_Page extract:_
The reason is as ridiculous as the 50-year American blockade of the island, and as dirty as its crude ways of imposing it, using blackmail and coercion.

The press releases that reported on the matter indicated that the fine was imposed because Citigroup "Didn't have a license and acted outside of its authority" when it accepted "the payment of goods sent through a Cuban company."

What adds to the tragedy "that impacts not only Cubans, but non-island institutions that are sullied in this way" is that this "infraction" occurred in 2004 and was admitted by the consortium itself, apparently in an unsuspecting manner.

The incident is not surprising given the long list of American financial institutions fined for processing transactions with Cuba, as well as the situation in which banks in third countries are forced by Washington to cut their ties with the island, which must be even more humiliating to them. Cuban documentation counts a score of such actions since the more "sophisticated" Bush Plan of fortified measures against banking institutions went into effect in 2006. This tightened the screws of the Helms-Burton and Torricelli Acts.

_Problem set:_
a) Copy the passage about the Citigroup fine word for word, starting at "The incident is" and ending at "and Torricelli Acts.".
b) Using the passage about the Citigroup fine, mark each statement yes or no and quote the words from the passage that decide it: (i) The infraction took place in 2004. (ii) The Bush Plan went into effect in 2008. (iii) The consortium denied the infraction.
c) Carry the article about the Citigroup fine forward, beginning right after its final sentence.

_Raw data:_
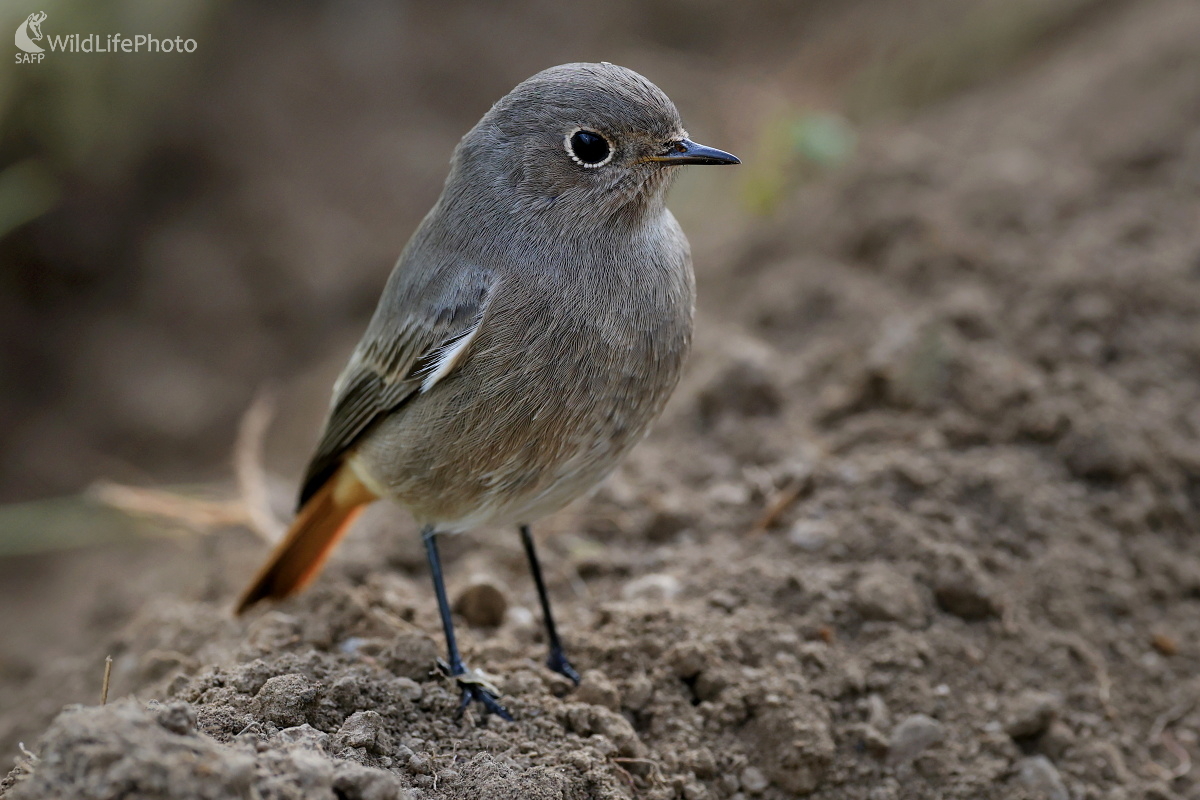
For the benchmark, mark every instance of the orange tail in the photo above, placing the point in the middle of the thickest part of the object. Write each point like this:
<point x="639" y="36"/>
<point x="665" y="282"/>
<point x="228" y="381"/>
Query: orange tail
<point x="321" y="523"/>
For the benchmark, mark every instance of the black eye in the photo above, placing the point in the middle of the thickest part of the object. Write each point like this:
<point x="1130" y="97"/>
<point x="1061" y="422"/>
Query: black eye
<point x="589" y="148"/>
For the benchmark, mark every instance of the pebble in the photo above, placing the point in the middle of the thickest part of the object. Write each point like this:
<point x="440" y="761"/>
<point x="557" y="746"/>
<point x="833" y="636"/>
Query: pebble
<point x="360" y="729"/>
<point x="966" y="595"/>
<point x="1031" y="713"/>
<point x="655" y="587"/>
<point x="1039" y="777"/>
<point x="598" y="690"/>
<point x="743" y="389"/>
<point x="178" y="717"/>
<point x="357" y="782"/>
<point x="481" y="602"/>
<point x="912" y="737"/>
<point x="287" y="699"/>
<point x="810" y="535"/>
<point x="754" y="781"/>
<point x="886" y="595"/>
<point x="304" y="737"/>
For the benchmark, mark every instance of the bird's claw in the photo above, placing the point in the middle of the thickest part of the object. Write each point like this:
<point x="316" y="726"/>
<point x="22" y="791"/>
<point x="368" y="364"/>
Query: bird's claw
<point x="475" y="689"/>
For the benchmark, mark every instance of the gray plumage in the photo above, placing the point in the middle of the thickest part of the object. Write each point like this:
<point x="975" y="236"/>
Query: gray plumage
<point x="537" y="322"/>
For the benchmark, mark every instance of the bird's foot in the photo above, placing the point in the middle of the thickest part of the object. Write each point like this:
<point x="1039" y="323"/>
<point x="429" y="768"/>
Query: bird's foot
<point x="557" y="661"/>
<point x="475" y="689"/>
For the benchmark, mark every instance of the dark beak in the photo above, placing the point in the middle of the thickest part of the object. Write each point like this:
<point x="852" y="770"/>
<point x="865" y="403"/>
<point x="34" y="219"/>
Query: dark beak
<point x="685" y="151"/>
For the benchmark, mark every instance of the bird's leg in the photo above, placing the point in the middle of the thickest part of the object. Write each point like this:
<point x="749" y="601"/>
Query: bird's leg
<point x="473" y="690"/>
<point x="557" y="659"/>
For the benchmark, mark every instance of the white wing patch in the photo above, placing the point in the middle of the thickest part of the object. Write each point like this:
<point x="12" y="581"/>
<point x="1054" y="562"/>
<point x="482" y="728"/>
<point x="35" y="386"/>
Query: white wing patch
<point x="447" y="356"/>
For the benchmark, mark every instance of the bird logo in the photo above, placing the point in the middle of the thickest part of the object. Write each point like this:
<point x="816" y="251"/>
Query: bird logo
<point x="30" y="31"/>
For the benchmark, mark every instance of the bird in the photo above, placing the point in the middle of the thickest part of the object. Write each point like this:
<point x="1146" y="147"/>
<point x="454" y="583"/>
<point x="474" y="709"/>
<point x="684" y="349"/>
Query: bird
<point x="531" y="331"/>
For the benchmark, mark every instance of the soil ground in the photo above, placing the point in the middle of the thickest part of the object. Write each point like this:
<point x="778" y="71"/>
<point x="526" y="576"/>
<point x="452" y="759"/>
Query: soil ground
<point x="922" y="521"/>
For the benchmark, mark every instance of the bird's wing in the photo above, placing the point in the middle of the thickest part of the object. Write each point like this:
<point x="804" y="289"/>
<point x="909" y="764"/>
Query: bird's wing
<point x="418" y="336"/>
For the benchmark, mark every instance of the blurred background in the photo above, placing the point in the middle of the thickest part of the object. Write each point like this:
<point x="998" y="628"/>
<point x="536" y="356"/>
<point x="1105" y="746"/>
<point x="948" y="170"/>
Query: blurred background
<point x="181" y="233"/>
<point x="180" y="230"/>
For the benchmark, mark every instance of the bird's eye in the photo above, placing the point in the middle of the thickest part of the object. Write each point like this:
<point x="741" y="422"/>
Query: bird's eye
<point x="588" y="148"/>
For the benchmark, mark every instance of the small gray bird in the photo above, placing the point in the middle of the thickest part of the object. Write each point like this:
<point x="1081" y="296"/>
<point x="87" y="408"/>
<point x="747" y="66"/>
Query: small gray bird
<point x="532" y="330"/>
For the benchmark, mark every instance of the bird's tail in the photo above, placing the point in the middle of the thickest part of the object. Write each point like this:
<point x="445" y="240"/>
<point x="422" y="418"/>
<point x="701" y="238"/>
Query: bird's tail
<point x="321" y="523"/>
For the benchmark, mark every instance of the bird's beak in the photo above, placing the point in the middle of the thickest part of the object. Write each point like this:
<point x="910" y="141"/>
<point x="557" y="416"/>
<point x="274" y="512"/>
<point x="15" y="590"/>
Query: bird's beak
<point x="685" y="151"/>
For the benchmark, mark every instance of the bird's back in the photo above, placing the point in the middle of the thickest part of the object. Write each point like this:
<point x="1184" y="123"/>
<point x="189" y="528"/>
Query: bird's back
<point x="577" y="352"/>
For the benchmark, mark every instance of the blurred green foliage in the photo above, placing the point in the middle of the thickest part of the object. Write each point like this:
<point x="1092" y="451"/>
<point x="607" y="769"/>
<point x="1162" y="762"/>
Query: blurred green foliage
<point x="82" y="116"/>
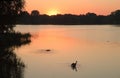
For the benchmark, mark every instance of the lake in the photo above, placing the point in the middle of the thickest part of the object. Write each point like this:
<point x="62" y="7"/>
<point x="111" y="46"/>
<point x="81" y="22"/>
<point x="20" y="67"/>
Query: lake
<point x="55" y="47"/>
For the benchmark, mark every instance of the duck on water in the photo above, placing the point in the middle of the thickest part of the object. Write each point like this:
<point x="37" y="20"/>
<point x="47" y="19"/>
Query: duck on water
<point x="73" y="65"/>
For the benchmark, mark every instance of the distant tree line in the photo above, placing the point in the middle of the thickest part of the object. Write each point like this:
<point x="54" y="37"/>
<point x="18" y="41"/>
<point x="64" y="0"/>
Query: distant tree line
<point x="68" y="19"/>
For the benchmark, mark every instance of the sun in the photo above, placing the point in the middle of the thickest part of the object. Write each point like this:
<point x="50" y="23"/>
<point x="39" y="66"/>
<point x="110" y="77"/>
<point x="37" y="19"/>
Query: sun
<point x="52" y="12"/>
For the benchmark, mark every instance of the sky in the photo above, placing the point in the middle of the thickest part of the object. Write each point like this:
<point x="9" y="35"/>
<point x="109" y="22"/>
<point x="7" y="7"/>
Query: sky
<point x="51" y="7"/>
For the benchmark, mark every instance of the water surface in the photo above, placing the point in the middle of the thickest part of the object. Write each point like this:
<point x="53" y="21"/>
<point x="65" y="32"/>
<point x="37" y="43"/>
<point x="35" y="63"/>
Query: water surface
<point x="95" y="47"/>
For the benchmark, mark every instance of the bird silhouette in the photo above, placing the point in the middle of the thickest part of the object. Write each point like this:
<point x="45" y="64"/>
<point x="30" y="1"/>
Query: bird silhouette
<point x="73" y="65"/>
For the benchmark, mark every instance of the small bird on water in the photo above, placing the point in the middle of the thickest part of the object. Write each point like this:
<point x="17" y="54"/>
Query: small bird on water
<point x="73" y="65"/>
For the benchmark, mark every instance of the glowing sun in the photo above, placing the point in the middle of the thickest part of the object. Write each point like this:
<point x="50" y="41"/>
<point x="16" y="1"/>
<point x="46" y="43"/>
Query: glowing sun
<point x="52" y="12"/>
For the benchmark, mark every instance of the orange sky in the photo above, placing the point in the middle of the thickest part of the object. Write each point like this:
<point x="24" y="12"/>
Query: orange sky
<point x="103" y="7"/>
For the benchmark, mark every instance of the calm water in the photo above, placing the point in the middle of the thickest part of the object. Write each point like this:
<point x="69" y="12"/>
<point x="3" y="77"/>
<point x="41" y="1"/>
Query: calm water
<point x="96" y="48"/>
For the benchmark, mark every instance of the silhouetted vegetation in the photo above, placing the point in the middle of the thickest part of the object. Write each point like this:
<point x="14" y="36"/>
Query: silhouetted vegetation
<point x="68" y="19"/>
<point x="10" y="65"/>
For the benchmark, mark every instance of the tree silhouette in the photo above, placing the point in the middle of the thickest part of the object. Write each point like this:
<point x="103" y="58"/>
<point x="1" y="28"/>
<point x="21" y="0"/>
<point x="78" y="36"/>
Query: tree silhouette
<point x="35" y="13"/>
<point x="115" y="17"/>
<point x="9" y="9"/>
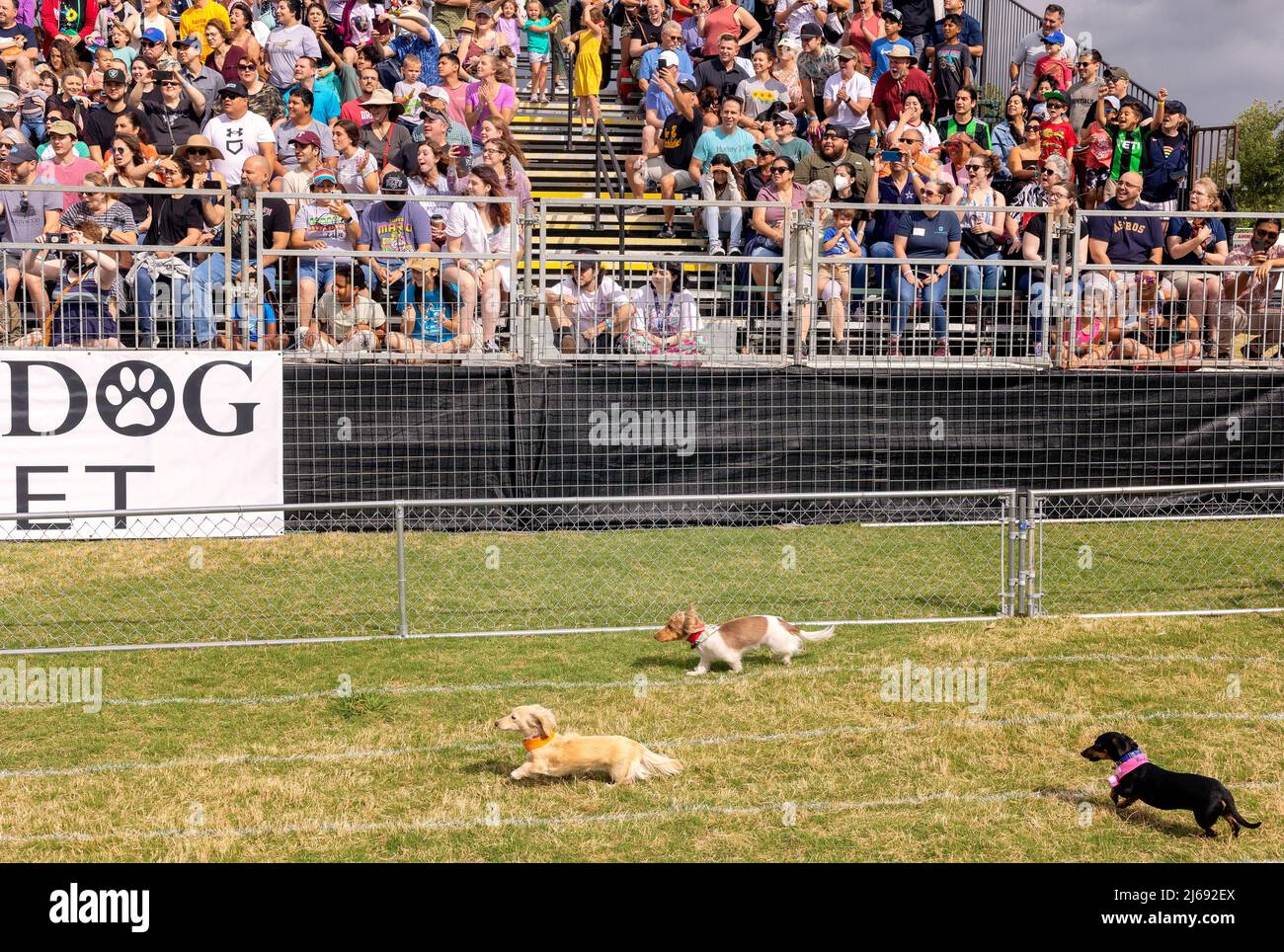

_Answers:_
a)
The incident is not surprising given the long list of American financial institutions fined for processing transactions with Cuba, as well as the situation in which banks in third countries are forced by Washington to cut their ties with the island, which must be even more humiliating to them. Cuban documentation counts a score of such actions since the more "sophisticated" Bush Plan of fortified measures against banking institutions went into effect in 2006. This tightened the screws of the Helms-Burton and Torricelli Acts.

b)
(i) Yes: "occurred in 2004"
(ii) No: "went into effect in 2006"
(iii) No: "was admitted by the consortium itself"

c)
The extraterritoriality of the blockade is a heavy and insulting load that third countries must shoulder. Institutions in those countries that dare to defy the American prohibition of touching any money moving to or from Cuba will suffer because Washington will take actions against their financial assets in US. This is how coercion is exerted.

Even without crossing US borders, this gives rise to other serious violations of international law, as was committed by an American bank in October 2006 when it refused to transfer Cubas annual contributions to the United Nations.

The aim of stopping flows of money toward the island is pursued and punished - be they large sums of banks and businesses or modest transfers between family members. This promotes all types of callousness, as this office of the US Treasury Department tosses on their ears even well established international banking institutions.

The Kinecta Federal Credit Union of California and the Atlantic Bank of Florida were also penalized with fines of $3,102 dollars and $7,500 dollars over the last few months.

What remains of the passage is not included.